## Begin
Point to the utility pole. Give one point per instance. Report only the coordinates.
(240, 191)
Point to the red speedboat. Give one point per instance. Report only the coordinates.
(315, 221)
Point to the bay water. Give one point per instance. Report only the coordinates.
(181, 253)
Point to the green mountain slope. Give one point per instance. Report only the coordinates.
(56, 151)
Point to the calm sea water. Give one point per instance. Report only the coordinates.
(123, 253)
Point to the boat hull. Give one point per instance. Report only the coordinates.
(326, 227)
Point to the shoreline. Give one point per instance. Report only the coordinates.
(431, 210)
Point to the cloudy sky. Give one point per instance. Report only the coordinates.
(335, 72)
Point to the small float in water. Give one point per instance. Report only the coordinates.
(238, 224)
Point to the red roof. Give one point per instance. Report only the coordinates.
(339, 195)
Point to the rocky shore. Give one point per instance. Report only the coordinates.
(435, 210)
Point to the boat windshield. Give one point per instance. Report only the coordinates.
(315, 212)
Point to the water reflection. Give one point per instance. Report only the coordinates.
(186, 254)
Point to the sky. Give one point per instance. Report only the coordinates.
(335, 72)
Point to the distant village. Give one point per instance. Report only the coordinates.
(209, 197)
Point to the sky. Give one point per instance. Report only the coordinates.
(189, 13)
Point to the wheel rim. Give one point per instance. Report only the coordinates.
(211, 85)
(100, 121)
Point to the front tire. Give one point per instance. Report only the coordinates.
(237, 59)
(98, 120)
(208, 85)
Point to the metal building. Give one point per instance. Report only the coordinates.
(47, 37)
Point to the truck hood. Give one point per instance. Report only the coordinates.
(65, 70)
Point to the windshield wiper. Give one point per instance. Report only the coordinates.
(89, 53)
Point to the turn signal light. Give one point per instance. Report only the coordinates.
## End
- Exercise aim -
Starting at the line with "Point to the shoreline." and continuing through the end of the records, write out every line again, requests included, with each coordinate in the answers shifted up by 20.

- Exercise result -
Point to the shoreline. Give one point per instance. Report only the coordinates.
(451, 230)
Point to the cloudy sky. Give one point per instance. Report only the coordinates.
(355, 92)
Point to the small float in water. Give one point per instance. Report only the coordinates.
(258, 244)
Point to the red roof. Give one point per instance. Report only the coordinates.
(359, 215)
Point to the rocky shore. Give one point per instance. Report only the coordinates.
(455, 230)
Point to the boat windshield. Give one point per instance. Report only the coordinates.
(335, 232)
Point to the water reflection. Give one point per instance. Report only the coordinates.
(206, 274)
Point to the sky. Give one point per instance. Report only the coordinates.
(355, 92)
Point to the distant village. Give one point per instance. Report only the coordinates.
(229, 217)
Point to the sky. Give one point per instance. Report only the coordinates.
(209, 33)
Point to the wheel rim. Give one point per instance. Report only the coordinates.
(231, 105)
(120, 141)
Point to the front tire. Give one point per instance. Report only the coordinates.
(257, 79)
(118, 140)
(228, 105)
Point to the metal building. Give one point per instance. Report only the coordinates.
(67, 57)
Point to the truck hood. Give one point per instance. Report only the coordinates.
(85, 90)
Point to the windshield wiper. Give one point per instance. Report only the coordinates.
(109, 73)
Point to the turn signal light. Give one point per instance. Report only the coordinates.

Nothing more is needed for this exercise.